Selected excerpt >>
____
Success generates new challenges. The two Fujitsu executives see important changes on the horizon. Among them are technical challenges as the consumer's appetite for bandwidth grows more ravenous and business challenges created by probable changes in customer expectations. The technical challenge of adding more bandwidth, up to the terabit level early in the next decade, is projectable and manageable. The customer challenges involve managing competitive fallout-specifically the need for service providers to differentiate services in a market lacking traditional competitive restraints-and the likelihood that they will expect suppliers to provide some level of "exclusive" support.
So in Fujitsu's case, the present illuminates the future, but perhaps not totally.
Three factors dominate now: The public's thirst for data services, particularly over the Internet; the wave of competition sweeping their customers' world; and the strong national economy. Chase notes that while a recession would slow the momentum behind the other two factors and change the market in the process, Fujitsu is not bearish on the economy or on the demand for bandwidth.
____
Brief 1 >>
Answer these questions from the Fujitsu passage:
(a) What level could added bandwidth reach early in the next decade?
(b) Which three factors does it say dominate now?
(c) Who notes how a recession would affect the market?
Brief 2 >> According to the Fujitsu passage, why would a recession change the market?
Brief 3 >> Extend the Fujitsu passage, starting right after its final sentence.
____
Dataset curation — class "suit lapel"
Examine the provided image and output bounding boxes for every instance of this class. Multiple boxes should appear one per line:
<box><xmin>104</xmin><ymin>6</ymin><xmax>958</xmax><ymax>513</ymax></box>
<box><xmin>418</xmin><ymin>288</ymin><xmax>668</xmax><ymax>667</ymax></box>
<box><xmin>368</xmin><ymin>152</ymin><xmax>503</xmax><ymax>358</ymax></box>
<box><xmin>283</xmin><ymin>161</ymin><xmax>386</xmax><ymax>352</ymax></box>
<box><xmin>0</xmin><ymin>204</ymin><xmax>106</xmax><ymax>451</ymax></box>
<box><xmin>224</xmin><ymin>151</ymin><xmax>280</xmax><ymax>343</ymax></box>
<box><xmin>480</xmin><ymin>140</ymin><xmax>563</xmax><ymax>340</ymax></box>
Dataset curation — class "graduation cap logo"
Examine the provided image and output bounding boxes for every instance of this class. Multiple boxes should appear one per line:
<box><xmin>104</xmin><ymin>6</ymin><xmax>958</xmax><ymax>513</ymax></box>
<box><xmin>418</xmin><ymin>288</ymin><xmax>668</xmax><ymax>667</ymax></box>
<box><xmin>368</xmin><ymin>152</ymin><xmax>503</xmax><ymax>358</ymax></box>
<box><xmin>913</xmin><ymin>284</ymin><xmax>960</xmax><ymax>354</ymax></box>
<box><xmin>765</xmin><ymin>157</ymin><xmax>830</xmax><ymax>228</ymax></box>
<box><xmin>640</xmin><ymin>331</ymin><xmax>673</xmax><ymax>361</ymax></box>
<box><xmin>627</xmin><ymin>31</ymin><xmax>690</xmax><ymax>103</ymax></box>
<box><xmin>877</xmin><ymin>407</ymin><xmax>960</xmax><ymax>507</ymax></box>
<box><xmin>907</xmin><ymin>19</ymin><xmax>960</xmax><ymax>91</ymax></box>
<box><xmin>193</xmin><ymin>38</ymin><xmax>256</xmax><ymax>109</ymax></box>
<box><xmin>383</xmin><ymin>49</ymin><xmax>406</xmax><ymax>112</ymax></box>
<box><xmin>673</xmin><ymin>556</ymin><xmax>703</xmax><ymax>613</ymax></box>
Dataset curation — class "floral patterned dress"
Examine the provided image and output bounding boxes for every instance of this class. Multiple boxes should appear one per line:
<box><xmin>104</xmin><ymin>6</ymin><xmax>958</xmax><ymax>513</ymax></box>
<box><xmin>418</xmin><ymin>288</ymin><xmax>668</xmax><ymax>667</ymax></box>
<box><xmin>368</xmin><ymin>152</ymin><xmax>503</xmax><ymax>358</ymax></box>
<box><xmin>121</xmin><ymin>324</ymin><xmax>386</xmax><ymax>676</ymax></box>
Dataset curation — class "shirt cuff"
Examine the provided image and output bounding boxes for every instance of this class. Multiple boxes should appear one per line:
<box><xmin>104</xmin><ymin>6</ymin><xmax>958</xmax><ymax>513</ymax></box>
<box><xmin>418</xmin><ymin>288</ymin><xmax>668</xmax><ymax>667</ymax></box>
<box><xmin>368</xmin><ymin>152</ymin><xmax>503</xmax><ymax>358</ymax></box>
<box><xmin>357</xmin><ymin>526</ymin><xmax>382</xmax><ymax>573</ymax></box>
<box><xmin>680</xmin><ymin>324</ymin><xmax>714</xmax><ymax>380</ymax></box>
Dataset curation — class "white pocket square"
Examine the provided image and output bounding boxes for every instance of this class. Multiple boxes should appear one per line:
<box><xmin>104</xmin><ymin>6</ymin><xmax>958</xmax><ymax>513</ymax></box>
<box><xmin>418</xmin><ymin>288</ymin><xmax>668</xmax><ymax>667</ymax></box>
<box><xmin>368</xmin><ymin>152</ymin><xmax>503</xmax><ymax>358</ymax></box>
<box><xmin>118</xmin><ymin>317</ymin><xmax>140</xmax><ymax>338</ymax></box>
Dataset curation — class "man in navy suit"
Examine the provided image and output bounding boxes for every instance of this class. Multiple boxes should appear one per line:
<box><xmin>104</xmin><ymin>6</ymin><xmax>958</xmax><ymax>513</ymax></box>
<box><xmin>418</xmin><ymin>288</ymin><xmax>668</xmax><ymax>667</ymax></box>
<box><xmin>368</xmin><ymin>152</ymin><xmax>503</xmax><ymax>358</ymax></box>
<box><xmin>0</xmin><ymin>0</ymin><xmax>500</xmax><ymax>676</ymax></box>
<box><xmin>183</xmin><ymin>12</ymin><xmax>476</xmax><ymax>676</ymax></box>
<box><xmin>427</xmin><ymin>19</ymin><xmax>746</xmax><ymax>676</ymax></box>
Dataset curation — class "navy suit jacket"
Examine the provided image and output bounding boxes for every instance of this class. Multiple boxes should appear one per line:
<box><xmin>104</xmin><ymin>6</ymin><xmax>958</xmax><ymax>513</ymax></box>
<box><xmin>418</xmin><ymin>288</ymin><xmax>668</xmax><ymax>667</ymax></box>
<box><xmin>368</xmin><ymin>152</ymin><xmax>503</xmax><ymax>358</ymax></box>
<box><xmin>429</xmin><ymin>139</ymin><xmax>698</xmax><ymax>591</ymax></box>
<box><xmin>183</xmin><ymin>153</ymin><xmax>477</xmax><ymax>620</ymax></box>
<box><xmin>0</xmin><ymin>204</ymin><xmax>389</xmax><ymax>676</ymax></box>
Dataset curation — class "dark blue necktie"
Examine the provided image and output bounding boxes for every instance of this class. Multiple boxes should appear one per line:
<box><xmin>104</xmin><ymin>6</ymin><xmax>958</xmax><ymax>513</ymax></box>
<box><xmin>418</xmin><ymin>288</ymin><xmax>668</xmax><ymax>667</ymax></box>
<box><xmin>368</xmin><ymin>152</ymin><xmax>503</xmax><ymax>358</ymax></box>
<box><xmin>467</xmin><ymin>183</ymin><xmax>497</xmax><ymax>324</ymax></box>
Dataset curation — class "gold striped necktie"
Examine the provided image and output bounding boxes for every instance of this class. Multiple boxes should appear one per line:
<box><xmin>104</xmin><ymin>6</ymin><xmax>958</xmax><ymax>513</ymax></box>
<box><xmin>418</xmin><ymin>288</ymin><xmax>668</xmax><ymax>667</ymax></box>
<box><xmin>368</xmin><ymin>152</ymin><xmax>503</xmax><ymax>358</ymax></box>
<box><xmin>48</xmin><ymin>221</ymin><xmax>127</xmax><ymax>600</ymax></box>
____
Expected answer 1 >>
(a) The terabit level.
(b) The public's thirst for data services, especially over the Internet; the wave of competition sweeping their customers' world; and the strong national economy.
(c) Chase.

Expected answer 2 >> A recession would slow the momentum behind the other two main factors: the public's thirst for data services and the wave of competition among customers. In doing so, it would change the market.

Expected answer 3 >>
Network competitors focus on new competitive opportunity-and the fear of not seizing opportunity. With the passage of the reform legislation, everyone is in motion, everyone is eager to expand their customer base and retain current customers. Network operators without bandwidth-enriched networks can't. Fujitsu's customers, particularly the Bell companies, know the future has begun-and are investing accordingly. Their short-term focus: data and the Internet. Their longer term focus: more data, more Internet-and video. Their strategic commodity: bandwidth, more bandwidth, the most bandwidth.
The Fujitsu strategists believe there is no limitation on the demand for bandwidth. Adding bandwidth accelerates the demand for more bandwidth. In fact, large though the demand looks, the buildout will be larger because no competitor can afford to be caught with a bandwidth deficit and not all competitors will succeed.
This year, Fujitsu has seen demand for its OC-48 product "just explode," Chase says. The OC-48 product has flowered in the projected three-year cycle. Next year will be the trial year industrywide for OC-192 products, Chase says, and the original idea was that 1999 would be the takeoff year. But with bandwidth demand accelerating, Chase believes the cycle will be compressed, moving the takeoff point forward into 1998.
The Fujitsu execs see a parallel between the OC-48 experience and the OC-192 market. When Fujitsu's OC-48 product, the FLM 2400, was developed, "we were not targeting it for our BOC customers," Martin says. "The target market was the IXCs. Just the opposite happened. We can't make enough for our BOC customers. The same thing will happen with OC-192." Video-compatible infrastructures will be funded by demand for data and Internet services, not video. But once the infrastructures are built, video services will rapidly evolve.
Video "will be here," Chase believes. "Is that the year 2000? 2005? I don't think we know." Whenever it hits, Fujitsu is more than ready, its execs say.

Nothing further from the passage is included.